━━━━━ Page excerpt ━━━━━

I'm betting the married women in this thread would be a lot more receptive to your viewpoint if you were speaking from experience. We're basing our arguments on how we've seen our own marriages work or not work. Dealing with hypotheticals from a 17 year old boy is a tough sell.

Marriage has so many variables that there cannot be an easy answer. Consider some of the couples already used as examples in this thread:
1. The husband performs his role as spiritual leader well and the wife is happy with their respective roles. The marriage is built on the Bible, respect, and love. Both are content and in love.
2. The husband abhors the idea of a submissive wife, and instead prefers a woman who is his equal. The marriage is based on mutual respect and love. Both are content and in love.
(There are other examples of various degrees of submission from husband and wife, but for the sake of clarity, I'll stick with these two.)

━━━━━ Listing ━━━━━

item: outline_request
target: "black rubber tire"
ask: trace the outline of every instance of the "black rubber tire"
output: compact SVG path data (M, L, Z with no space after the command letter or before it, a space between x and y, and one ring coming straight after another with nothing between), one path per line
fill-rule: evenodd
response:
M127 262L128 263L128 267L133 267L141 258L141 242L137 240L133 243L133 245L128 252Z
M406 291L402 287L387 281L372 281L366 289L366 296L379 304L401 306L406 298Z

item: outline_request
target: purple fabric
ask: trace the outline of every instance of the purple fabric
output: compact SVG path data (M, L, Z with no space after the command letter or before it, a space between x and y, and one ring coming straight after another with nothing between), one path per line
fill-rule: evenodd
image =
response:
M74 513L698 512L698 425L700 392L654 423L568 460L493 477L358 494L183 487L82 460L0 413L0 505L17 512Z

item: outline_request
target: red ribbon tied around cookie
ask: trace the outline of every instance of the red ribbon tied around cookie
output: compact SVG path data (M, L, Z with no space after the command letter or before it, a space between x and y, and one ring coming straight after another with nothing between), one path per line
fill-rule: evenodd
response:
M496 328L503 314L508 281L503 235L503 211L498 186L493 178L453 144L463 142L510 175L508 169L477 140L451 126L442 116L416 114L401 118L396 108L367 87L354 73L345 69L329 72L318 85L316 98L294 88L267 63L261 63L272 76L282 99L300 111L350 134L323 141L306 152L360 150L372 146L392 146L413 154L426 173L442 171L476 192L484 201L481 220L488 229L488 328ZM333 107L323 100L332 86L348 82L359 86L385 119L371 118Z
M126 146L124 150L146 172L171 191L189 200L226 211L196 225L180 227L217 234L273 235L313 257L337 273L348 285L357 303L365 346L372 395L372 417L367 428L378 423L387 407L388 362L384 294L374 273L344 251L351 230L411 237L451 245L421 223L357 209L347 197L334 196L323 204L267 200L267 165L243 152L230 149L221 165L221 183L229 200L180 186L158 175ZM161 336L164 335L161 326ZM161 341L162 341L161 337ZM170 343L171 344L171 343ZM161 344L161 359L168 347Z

━━━━━

Task requirements
1. In the marriage post, rewrite the passage from "2. The husband" to "respect and love. Both are content and in love.", replacing "submissive wife" with "deferential wife".
2. According to the marriage post, what is the marriage in the second example based on?
3. Decide whether each statement agrees with the marriage post, answering yes or no and quoting the deciding words: (a) The writer holds that marriage has too many variables for an easy answer. (b) In the first example, the wife is unhappy with the couple's roles. (c) The writer chooses to keep to only two examples.
The listing was taken from a separate source.

Set of answers
1.
2. The husband abhors the idea of a deferential wife, and instead prefers a woman who is his equal. The marriage is based on mutual respect and love. Both are content and in love.

2. Mutual respect and love.

3.
(a) Yes: "Marriage has so many variables that there cannot be an easy answer."
(b) No: "the wife is happy with their respective roles."
(c) Yes: "I'll stick with these two."